** SELECTED TEXT **
——
Manya sadasyon ke ullekh se ye prakat hota hai ki nimn shabd Sanskrit se aye hain: 

भभूका bhabhūkā [S. वाष्प+उक?]
भबक bhabak [S. वाष्प+कः]
धधकना _dhadhaknā_ [_dhadhak˚_ = Prk. दद्धक्क(इ), or दद्धक्के(इ), fr. S. दग्ध (p.p. of rt. दह्)+कृ]

To manya sadasya, jo Urdu/Arabi se jude hain, kya woh swikar karenge ki ye shabd Urdu me hain, aur Sanskrit se aye hain, jaise ki kai aur shabd Urdu me Sanskrit se aye hain?


----------



## greatbear

Faylasoof said:


> _*laal bhabuukaa*_ is more emphatic and we use *laal bhabuukaa honaa * in much the same sense as *aag baguulaa hona*!



There is also "baguulaa"? I had always heard "aag babuulaa" till now! Thanks for reminding of this one though, had got lost from my memory.


----------



## Faylasoof

greatbear said:


> There is also "baguulaa"? I had always heard "aag babuulaa" till now! Thanks for reminding of this one though, had got lost from my memory.


 Yes, both are used but in our family (and amongst _lakhnavi_ Urduphones generally) I've mostly heard _baguulaa_. Just variations of the same:

H ببولا बबूला _babūlā_ [S. वातूलः, or वात+गुल्म], s.m.  Whirlwind (syn. _bagūlā_). -- Platts (More here).
——
** TASKS TO COMPLETE **
- a) In the forum thread, what English meaning does the Platts entry give for babūlā?
- b) Do these statements agree with the forum thread? Answer yes or no for each, and quote the words that settle it.
(i) greatbear had always heard "aag babuulaa" before.
(ii) Faylasoof says that only baguulaa is used.
(iii) greatbear says the expression had slipped from memory.
- c) Pick up the forum thread on these Hindi and Urdu words after its last line and keep it going.
——
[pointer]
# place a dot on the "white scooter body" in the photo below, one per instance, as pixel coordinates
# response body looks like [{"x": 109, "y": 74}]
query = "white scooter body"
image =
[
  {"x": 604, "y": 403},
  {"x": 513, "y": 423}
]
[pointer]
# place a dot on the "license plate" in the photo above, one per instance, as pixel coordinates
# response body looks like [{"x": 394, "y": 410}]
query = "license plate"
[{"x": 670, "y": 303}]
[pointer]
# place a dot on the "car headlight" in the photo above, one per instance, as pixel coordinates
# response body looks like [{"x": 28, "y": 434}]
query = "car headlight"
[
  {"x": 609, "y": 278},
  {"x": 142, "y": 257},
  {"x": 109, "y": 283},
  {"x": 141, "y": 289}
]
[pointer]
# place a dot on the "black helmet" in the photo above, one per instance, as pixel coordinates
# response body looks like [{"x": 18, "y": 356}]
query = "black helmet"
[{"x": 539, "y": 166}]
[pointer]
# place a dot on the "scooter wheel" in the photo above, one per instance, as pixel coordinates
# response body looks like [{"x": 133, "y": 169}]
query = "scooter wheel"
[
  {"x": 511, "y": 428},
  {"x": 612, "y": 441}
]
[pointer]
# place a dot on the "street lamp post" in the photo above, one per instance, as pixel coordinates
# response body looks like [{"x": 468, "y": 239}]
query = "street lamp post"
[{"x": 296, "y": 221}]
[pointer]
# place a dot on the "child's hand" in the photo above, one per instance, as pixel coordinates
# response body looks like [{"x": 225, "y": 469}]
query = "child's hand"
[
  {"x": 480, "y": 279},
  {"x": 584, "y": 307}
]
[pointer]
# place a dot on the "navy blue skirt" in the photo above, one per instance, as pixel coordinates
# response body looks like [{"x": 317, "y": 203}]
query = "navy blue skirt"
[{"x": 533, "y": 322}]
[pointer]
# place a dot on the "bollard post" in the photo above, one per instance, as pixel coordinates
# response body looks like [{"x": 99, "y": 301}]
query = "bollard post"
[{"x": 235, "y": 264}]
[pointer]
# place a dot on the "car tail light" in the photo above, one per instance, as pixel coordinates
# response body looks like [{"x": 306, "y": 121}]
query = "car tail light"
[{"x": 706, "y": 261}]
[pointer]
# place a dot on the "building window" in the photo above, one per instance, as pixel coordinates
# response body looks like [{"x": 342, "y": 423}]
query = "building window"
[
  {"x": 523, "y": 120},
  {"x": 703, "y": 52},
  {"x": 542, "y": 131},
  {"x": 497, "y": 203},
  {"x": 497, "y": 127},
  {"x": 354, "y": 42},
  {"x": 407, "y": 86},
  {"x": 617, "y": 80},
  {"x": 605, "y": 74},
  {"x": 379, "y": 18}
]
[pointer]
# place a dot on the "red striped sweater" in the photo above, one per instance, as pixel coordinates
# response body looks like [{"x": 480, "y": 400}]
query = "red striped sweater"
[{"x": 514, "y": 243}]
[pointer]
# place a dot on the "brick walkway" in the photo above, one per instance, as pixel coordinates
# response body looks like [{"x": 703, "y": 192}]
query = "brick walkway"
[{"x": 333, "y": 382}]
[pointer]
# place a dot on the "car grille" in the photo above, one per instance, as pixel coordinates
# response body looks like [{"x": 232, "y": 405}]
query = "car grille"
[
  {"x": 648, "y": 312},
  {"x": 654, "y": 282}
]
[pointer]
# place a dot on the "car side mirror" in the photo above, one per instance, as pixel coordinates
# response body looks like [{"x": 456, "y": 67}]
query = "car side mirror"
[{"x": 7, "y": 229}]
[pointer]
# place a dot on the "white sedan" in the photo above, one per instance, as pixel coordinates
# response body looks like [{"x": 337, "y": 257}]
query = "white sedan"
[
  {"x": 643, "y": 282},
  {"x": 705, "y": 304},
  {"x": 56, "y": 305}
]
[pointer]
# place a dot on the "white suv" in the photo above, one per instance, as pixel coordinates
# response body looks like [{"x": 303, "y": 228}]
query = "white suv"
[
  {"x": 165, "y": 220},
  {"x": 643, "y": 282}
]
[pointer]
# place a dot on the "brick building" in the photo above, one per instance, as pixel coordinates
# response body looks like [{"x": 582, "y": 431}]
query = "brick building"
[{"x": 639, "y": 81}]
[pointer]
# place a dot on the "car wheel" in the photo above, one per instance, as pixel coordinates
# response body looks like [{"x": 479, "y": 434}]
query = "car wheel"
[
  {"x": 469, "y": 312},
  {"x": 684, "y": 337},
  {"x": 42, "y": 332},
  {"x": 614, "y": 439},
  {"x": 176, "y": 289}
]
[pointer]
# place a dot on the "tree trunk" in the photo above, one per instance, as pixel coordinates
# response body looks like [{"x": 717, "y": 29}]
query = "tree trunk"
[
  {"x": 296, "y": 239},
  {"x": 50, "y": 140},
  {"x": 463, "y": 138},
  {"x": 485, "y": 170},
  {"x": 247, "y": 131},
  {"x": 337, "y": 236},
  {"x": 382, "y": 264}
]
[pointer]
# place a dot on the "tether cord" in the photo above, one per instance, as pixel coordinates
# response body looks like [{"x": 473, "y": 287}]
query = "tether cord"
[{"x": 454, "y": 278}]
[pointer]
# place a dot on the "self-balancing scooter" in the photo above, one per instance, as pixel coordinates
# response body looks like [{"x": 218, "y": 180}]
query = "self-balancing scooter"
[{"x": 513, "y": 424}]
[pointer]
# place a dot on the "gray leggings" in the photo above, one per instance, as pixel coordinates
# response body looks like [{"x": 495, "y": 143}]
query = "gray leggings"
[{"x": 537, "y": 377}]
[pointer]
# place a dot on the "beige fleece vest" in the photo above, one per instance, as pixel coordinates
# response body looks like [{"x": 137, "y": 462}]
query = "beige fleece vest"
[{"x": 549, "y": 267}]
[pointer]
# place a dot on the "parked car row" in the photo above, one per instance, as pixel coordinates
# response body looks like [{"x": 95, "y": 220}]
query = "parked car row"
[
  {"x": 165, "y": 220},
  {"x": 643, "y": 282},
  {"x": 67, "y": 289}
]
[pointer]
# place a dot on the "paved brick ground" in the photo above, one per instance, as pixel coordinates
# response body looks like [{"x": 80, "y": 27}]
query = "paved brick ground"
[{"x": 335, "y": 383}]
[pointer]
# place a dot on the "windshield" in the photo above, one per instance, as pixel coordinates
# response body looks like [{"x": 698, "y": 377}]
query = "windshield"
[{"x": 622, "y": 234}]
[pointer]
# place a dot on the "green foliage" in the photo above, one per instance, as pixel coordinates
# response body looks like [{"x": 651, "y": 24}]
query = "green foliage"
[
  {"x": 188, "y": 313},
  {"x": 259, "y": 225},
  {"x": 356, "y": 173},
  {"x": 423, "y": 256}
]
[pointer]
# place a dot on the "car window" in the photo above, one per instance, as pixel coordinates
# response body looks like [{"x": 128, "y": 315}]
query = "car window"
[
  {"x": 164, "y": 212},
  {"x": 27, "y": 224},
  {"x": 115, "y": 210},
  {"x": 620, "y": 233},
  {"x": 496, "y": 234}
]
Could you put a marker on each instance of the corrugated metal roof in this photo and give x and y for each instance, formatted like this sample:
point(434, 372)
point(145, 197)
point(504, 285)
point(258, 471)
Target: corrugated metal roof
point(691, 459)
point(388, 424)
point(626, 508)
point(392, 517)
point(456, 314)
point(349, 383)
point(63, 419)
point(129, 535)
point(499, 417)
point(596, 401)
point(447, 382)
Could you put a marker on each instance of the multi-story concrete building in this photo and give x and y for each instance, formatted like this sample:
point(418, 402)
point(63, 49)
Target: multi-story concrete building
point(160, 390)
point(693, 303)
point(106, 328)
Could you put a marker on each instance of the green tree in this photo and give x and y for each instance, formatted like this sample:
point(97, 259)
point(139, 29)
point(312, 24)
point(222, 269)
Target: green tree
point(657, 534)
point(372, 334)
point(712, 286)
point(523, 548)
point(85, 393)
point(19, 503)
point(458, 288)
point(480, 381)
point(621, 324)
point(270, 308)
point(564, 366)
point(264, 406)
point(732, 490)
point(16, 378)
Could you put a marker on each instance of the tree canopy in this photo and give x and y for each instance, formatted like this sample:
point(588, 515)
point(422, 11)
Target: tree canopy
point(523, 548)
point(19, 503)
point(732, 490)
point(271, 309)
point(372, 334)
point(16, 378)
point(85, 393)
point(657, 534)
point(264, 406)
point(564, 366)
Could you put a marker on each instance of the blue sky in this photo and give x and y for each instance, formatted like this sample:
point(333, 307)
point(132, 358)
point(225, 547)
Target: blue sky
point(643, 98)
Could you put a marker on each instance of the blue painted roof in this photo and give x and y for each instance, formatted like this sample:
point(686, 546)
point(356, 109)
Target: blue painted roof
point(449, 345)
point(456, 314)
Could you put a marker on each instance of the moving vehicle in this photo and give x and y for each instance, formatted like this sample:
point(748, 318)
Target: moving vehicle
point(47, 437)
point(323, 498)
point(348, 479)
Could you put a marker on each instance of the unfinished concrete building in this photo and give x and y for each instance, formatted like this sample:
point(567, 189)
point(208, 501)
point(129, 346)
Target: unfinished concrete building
——
** OUTPUTS IN ORDER **
- a) Whirlwind.

- b)
(i) Yes: "I had always heard "aag babuulaa" till now!"
(ii) No: "Yes, both are used"
(iii) Yes: "had got lost from my memory"

- c)
Of course in Urdu not only do we use these, as in everyday Hindi, but we also use _*girdbaad*_ (= whirlwind). However, _babuulaa / baguulaa_ are much more commonly used as evidenced by the almost equal frequency of using the expression _*aag baguulaa*_ as using _*laal bhab(h)uukaa*_ - at least in our home and those from similar background. We hardly use _girdbaad_, either in expressionss like these or by itself!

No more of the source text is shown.